The output should consist solely of the line containing "Where can the doorway" and the lines that follow it through the end of the data below.

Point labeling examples
--- START ---

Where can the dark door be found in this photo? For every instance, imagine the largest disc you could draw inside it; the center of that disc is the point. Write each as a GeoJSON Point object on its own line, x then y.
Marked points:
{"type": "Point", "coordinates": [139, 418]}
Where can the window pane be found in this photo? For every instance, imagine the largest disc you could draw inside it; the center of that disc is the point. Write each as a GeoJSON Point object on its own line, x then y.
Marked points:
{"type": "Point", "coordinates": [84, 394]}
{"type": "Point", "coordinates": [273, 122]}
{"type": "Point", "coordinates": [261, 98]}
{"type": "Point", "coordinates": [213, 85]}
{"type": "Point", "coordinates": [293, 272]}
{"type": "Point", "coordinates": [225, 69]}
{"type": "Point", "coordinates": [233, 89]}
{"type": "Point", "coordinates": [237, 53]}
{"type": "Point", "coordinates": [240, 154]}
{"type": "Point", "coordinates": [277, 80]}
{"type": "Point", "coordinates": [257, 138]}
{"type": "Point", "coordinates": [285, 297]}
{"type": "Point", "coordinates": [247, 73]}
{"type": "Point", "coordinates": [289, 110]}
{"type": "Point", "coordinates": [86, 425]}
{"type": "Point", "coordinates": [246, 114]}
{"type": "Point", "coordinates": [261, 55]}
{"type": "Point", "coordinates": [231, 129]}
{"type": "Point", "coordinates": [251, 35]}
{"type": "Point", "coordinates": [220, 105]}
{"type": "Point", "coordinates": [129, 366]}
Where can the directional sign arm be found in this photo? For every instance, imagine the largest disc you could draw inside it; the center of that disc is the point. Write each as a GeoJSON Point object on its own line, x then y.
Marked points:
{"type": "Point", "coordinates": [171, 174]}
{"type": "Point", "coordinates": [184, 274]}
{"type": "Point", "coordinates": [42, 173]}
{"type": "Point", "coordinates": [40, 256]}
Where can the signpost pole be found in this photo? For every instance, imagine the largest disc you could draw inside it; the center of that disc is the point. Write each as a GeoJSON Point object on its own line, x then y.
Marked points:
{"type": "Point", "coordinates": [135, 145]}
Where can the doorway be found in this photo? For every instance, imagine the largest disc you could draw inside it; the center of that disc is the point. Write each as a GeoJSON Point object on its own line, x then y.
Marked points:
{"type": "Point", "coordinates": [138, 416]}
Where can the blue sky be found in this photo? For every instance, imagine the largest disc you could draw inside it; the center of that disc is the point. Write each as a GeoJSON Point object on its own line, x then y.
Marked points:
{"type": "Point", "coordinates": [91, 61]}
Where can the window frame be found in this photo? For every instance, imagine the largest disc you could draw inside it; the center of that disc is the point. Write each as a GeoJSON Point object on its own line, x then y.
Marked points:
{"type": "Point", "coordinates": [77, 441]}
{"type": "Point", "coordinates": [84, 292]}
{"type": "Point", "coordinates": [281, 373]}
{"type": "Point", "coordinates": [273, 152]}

--- END ---

Task result
Where can the doorway be found in this photo? For every instance, imagine the largest disc you could draw inside it; the center of that disc is the point. Write each as a GeoJSON Point object on its own line, x then y.
Marked points:
{"type": "Point", "coordinates": [138, 416]}
Where can the blue sky be found in this photo? For every instance, imagine the largest disc you could draw inside it; the center of that disc is the point. Write each as a GeoJSON Point object on its own line, x then y.
Marked points:
{"type": "Point", "coordinates": [91, 61]}
Where can the window frame be found in this photo? For every instance, imagine the largest disc you could draw inside it; the center of that disc is the point. Write each as a GeoJSON Point object on its own line, x then y.
Marked points:
{"type": "Point", "coordinates": [77, 441]}
{"type": "Point", "coordinates": [84, 292]}
{"type": "Point", "coordinates": [281, 373]}
{"type": "Point", "coordinates": [273, 152]}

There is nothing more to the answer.